WHAT IS ASKED: Rewrite every line of the listing below as a numbered list, leaving out any blank lines.

GIVEN RECORDS:

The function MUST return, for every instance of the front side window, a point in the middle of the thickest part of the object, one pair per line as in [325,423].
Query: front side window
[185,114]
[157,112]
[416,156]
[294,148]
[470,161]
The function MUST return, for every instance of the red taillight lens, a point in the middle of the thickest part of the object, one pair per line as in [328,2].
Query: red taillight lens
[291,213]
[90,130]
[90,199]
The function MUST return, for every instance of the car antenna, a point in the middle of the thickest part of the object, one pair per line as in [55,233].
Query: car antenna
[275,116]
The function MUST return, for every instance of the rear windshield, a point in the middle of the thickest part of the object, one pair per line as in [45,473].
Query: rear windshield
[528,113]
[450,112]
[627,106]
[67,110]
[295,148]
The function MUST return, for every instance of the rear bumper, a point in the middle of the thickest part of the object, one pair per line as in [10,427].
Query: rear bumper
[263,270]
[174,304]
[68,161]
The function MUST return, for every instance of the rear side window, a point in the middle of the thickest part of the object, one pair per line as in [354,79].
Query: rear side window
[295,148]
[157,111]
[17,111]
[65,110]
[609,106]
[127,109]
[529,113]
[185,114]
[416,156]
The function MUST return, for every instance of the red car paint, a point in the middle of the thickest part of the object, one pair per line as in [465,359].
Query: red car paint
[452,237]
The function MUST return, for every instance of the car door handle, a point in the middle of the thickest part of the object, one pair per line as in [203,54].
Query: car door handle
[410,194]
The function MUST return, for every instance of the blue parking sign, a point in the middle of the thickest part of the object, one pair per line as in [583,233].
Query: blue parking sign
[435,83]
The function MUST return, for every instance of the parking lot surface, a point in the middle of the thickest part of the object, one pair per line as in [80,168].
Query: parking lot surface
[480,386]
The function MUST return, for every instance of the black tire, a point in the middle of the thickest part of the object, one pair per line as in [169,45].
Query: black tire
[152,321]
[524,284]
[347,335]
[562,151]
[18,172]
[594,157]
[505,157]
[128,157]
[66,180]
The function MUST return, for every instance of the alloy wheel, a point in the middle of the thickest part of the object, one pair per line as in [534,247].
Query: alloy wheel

TASK RESPONSE:
1. The function MUST return, for every instance of the front side window, a point in the middle of the thickest part of the object, one pair per line as in [325,423].
2. Query: front side window
3. [185,114]
4. [157,112]
5. [416,156]
6. [294,148]
7. [470,161]
8. The function MUST return, for every instance of the red taillight lens, a point in the middle of the thickest part of the object, one pair per line as in [328,2].
9. Query: red taillight lens
10. [291,213]
11. [90,130]
12. [90,199]
13. The function MUST return, for every instance of the car antenna, a point in the middle of the thickest part of the object, one pair per line as in [55,233].
14. Query: car antenna
15. [275,116]
16. The function MUST return, for every instance of the rear windshield, a point in the middle of the thickest part of the object, one pair per line as in [45,473].
17. Query: rear windshield
18. [528,113]
19. [450,112]
20. [627,106]
21. [67,110]
22. [295,148]
23. The function MUST return, for every instance of the rear bumper, a point in the middle of the thickest part of the object, one pair per line as in [10,427].
24. Query: rear bumper
25. [263,270]
26. [174,304]
27. [68,161]
28. The function MUST return, for every instance of the rear side window, a point in the middle of the thickest part of the object, one pair per line as in [354,79].
29. Query: rear side window
30. [295,148]
31. [157,111]
32. [17,111]
33. [65,110]
34. [609,106]
35. [127,109]
36. [529,113]
37. [185,114]
38. [416,156]
39. The function MUST return, for every instance of the red car paint, a point in the middle of the thickest part of the object, one pair per line as in [465,359].
40. Query: red car paint
41. [452,237]
42. The function MUST return, for every instance of the car door handle, a point in the middle of the thickest part of the object, one pair per line as in [203,54].
43. Query: car door handle
44. [410,194]
45. The function MUST return, for every instance of the blue parking sign, a point in the middle of the thickest part of the object, one pair per line as in [583,233].
46. Query: blue parking sign
47. [435,83]
48. The function MUST return, for every instance of the parking lot surface, a point in the middle of the thickest part of the object, one pair per line as in [80,168].
49. Query: parking lot surface
50. [480,386]
51. The function MUST return, for every instance of the black tire, a point in the middle of the thickest part of the object, one pair per line as in [169,45].
52. Query: black tire
53. [152,321]
54. [524,284]
55. [347,335]
56. [562,151]
57. [18,172]
58. [594,157]
59. [505,157]
60. [128,157]
61. [66,180]
62. The function MUST return, for every instance of the alloy wheel, a point in the middle of the thickest part of the object, one pair per line as in [534,247].
63. Query: alloy wheel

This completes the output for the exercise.